• [Set exercise A] Copy out the records again, everything from the line containing "Please place a dot on the man's ear, one" down through the end of the records, and leave out the pictures.

• [Document extract]
########################################
Thanks John. Well, let me start with and perhaps the most important trend for us which are four quarters of double-digit growth since we've transitioned to our 360 smart beds. Secondly, the quarter itself we again had strong consistent performance and I think the fact that at this point that we've raised the low end of our guidance by $0.10 is a great illustration of our confidence as we head into the back half. You asked also about the media and some of our tactics there. We have been refining and testing the advancement of our proprietary media strategy each quarter and if you recall on the April conference call, I spoke specifically about our confidence with some of our initiatives and that we would be leaning into our spend as we head into Q2. And we are really pleased with the results delivering at the high end of our internal expectations. And finally, you asked about the competitive environment in the competitive spend and we saw a very consistent competitive spend level in Q2 as we did in Q1, actually slightly up, 38% increase in competitive spend in the second quarter and I think we had quoted about a 30% in Q1. So that is not coming down overall. And I think that just speaks to the effectiveness of our strategies and specifically our innovation.

Operator

Operator

[Operator Instructions] Our next question comes from Bobby Griffin from Raymond James. Your line is now open.

Bobby Griffin

Analyst · Raymond James. Your line is now open

Good afternoon Shelley, David and Dave. I appreciate you taking my questions and congrats on a good quarter.

David Callen

Management

Thanks Bobby.
########################################
• [Data in this exercise]
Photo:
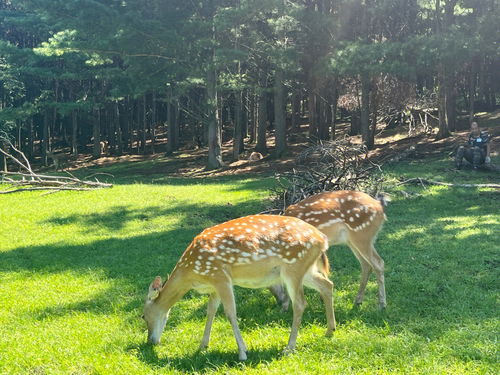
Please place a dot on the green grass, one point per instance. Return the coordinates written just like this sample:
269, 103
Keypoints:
75, 266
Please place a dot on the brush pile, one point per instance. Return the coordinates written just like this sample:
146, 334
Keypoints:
326, 166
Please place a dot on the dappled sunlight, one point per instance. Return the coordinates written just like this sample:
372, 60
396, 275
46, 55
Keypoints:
55, 290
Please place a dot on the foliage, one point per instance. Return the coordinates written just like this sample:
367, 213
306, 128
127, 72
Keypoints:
74, 270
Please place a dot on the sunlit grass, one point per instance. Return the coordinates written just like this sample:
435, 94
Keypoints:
75, 266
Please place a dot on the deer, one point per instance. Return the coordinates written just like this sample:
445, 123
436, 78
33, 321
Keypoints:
345, 217
255, 251
255, 156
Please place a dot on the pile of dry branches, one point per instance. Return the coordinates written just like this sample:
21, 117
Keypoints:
326, 166
25, 179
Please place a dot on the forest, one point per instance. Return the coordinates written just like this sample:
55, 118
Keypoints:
140, 77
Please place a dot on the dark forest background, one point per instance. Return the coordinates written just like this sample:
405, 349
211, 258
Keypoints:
148, 76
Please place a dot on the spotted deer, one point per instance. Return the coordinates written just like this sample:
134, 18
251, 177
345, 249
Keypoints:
252, 252
349, 217
255, 156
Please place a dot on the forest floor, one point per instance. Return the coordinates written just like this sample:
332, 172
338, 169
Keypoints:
191, 163
75, 267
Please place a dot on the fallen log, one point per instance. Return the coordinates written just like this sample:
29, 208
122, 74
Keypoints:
422, 181
28, 180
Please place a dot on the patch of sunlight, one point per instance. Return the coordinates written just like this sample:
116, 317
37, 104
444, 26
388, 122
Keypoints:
405, 231
35, 292
467, 226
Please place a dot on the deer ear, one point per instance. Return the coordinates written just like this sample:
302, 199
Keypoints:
154, 288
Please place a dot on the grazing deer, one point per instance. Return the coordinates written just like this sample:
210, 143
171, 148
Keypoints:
255, 156
58, 160
349, 217
252, 252
104, 147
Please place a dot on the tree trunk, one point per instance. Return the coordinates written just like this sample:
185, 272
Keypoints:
279, 114
365, 110
96, 133
451, 99
119, 132
45, 137
443, 131
31, 138
144, 122
214, 127
262, 118
252, 118
172, 139
238, 127
74, 132
152, 122
313, 122
295, 111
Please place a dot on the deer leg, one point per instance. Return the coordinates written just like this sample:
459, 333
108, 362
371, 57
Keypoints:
278, 291
366, 270
296, 292
213, 305
378, 266
324, 286
226, 294
366, 251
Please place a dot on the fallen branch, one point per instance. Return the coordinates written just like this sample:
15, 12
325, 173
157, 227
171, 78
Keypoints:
55, 188
27, 180
423, 181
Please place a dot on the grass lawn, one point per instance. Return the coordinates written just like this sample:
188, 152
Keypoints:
75, 267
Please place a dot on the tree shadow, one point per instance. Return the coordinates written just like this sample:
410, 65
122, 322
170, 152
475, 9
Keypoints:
434, 281
203, 361
195, 216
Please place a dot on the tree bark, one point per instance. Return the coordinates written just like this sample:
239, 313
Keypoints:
279, 114
74, 132
96, 133
238, 127
365, 110
214, 128
262, 116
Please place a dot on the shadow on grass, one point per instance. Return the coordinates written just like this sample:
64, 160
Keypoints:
440, 269
206, 360
190, 215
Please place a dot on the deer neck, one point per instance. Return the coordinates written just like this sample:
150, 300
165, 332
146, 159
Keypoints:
174, 289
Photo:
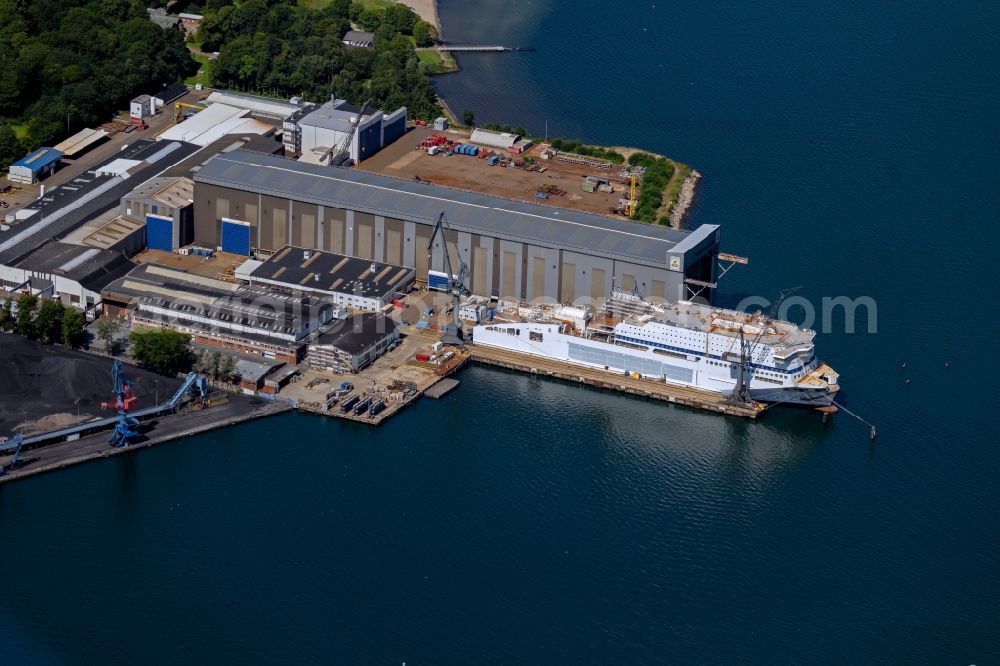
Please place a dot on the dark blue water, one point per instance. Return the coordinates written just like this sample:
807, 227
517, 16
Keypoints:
848, 148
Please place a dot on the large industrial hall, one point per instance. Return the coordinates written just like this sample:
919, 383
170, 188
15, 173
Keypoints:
513, 249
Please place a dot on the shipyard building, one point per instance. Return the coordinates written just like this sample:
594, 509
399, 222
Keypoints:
350, 282
514, 250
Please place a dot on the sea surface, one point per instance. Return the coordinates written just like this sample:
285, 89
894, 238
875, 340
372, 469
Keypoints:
848, 148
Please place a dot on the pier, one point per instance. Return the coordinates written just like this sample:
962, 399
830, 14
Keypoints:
647, 388
480, 48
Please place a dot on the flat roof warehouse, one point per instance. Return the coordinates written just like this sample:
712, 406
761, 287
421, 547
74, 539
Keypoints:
466, 211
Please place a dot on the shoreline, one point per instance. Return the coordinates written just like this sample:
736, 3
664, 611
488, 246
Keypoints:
426, 10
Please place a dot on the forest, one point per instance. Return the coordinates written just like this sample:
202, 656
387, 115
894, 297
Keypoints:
69, 64
282, 49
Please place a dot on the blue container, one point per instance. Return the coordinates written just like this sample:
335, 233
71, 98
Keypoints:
159, 233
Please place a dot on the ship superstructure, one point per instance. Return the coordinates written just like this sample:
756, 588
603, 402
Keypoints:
683, 343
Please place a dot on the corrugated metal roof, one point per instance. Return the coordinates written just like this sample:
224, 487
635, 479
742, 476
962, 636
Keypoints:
79, 141
419, 202
39, 159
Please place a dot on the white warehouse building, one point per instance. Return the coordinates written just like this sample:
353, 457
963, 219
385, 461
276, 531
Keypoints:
316, 134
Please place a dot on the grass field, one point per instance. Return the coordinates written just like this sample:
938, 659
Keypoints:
437, 62
368, 4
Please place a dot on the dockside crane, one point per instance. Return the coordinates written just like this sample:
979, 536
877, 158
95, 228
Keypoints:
741, 392
15, 442
341, 154
127, 427
456, 282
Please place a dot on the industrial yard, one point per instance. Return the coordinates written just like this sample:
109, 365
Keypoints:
561, 183
396, 379
46, 387
318, 291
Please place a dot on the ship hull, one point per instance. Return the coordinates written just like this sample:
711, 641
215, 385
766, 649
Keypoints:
546, 340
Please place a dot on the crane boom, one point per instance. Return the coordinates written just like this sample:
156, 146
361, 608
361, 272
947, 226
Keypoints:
341, 154
741, 392
456, 282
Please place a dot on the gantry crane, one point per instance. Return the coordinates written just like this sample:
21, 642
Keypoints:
456, 282
341, 154
127, 427
632, 201
15, 442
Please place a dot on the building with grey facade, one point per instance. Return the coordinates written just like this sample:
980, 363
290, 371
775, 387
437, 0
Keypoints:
514, 250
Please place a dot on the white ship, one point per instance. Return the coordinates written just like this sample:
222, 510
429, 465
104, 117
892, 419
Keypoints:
683, 343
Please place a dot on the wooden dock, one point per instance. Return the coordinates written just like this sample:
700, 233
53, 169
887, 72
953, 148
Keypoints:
441, 388
647, 388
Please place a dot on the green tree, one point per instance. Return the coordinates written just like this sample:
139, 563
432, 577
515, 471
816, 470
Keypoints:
73, 326
24, 319
10, 146
162, 350
48, 321
7, 320
215, 364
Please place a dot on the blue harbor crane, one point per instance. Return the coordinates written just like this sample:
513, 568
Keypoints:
15, 442
127, 427
456, 282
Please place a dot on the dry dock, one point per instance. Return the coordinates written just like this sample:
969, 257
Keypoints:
680, 395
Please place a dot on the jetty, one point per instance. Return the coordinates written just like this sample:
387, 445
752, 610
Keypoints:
481, 48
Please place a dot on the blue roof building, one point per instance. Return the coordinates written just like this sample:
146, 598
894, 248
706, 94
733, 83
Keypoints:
34, 166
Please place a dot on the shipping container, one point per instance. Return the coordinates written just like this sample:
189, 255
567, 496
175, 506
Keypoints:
437, 280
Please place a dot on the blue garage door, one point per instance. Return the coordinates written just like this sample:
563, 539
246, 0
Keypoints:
160, 233
393, 130
236, 237
437, 280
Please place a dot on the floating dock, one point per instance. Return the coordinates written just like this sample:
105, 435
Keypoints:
441, 388
647, 388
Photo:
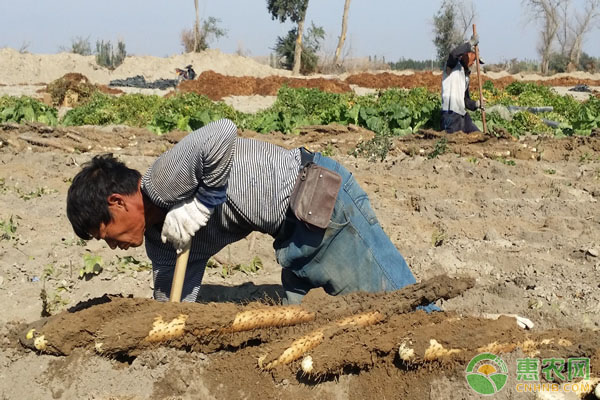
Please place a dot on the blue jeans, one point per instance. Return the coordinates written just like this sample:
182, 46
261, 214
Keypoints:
352, 254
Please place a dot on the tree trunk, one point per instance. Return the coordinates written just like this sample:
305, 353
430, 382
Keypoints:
196, 27
298, 50
338, 50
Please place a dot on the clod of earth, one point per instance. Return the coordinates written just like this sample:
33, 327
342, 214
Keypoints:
127, 326
331, 336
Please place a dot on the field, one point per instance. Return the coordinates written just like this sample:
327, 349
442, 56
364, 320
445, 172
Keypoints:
513, 220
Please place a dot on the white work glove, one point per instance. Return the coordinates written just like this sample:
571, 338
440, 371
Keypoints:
183, 221
480, 104
522, 322
474, 41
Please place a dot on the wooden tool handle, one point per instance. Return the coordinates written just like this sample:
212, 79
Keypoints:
179, 274
479, 80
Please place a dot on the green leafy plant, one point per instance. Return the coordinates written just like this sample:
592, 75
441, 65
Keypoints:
374, 149
8, 229
92, 265
439, 148
39, 192
505, 161
229, 269
438, 237
108, 57
131, 265
26, 109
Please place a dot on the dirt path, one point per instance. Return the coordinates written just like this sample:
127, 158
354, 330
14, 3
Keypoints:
520, 217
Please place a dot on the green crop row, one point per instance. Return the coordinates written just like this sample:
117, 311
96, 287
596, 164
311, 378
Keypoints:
388, 113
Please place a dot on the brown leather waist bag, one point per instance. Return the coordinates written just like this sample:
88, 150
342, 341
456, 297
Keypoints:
314, 195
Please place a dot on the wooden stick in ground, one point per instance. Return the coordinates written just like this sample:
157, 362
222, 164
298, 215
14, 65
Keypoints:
479, 81
179, 275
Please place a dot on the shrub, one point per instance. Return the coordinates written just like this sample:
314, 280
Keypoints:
311, 42
107, 57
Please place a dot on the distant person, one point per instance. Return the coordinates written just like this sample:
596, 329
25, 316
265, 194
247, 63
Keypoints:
214, 188
455, 89
187, 74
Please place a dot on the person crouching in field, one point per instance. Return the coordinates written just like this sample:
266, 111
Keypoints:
455, 89
214, 188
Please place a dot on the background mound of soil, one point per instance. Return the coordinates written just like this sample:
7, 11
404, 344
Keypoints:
217, 86
73, 89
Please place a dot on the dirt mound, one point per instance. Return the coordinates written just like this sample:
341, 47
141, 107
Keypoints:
217, 86
433, 82
73, 89
367, 334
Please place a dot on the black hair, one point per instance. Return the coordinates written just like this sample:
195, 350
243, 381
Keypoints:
87, 198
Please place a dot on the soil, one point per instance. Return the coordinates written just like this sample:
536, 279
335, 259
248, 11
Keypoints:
520, 218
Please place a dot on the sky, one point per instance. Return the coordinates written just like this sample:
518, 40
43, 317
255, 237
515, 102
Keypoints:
393, 29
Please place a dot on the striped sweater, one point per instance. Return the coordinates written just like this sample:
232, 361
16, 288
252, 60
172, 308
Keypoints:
258, 176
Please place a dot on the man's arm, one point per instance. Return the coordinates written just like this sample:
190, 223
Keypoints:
198, 165
470, 104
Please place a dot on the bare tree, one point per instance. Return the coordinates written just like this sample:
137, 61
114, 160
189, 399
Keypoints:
196, 26
465, 16
338, 50
563, 35
295, 10
582, 24
545, 11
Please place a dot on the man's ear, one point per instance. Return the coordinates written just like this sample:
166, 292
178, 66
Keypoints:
116, 200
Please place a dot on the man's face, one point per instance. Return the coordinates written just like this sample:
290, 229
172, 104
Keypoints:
126, 229
469, 59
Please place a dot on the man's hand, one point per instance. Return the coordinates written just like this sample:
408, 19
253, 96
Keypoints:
474, 41
183, 221
480, 104
522, 322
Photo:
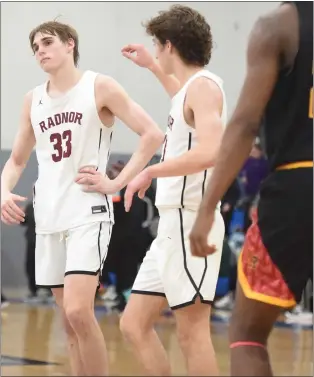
########################################
• [Set exercise B]
Answer these questions from the earnings call excerpt:
(i) By how much was the low end of guidance raised?
(ii) What increase in competitive spend was cited for the second quarter?
(iii) Which firm is Bobby Griffin from?

• [Exercise solution A]
Please place a dot on the man's ear, one point per instance. Return the coordinates written just like this sample:
166, 292
178, 66
Keypoints:
116, 200
Please place a dot on the man's face, one point per instance. Return the coordinates written just like this sample:
290, 229
172, 104
Keypoints:
126, 229
469, 59
Please place a dot on the man's hand, one point per instance. Return the coordinates written just like this sample:
408, 19
253, 96
Keypoints:
474, 41
183, 221
480, 104
522, 322
Photo:

• [Exercise solution B]
(i) $0.10
(ii) 38%
(iii) Raymond James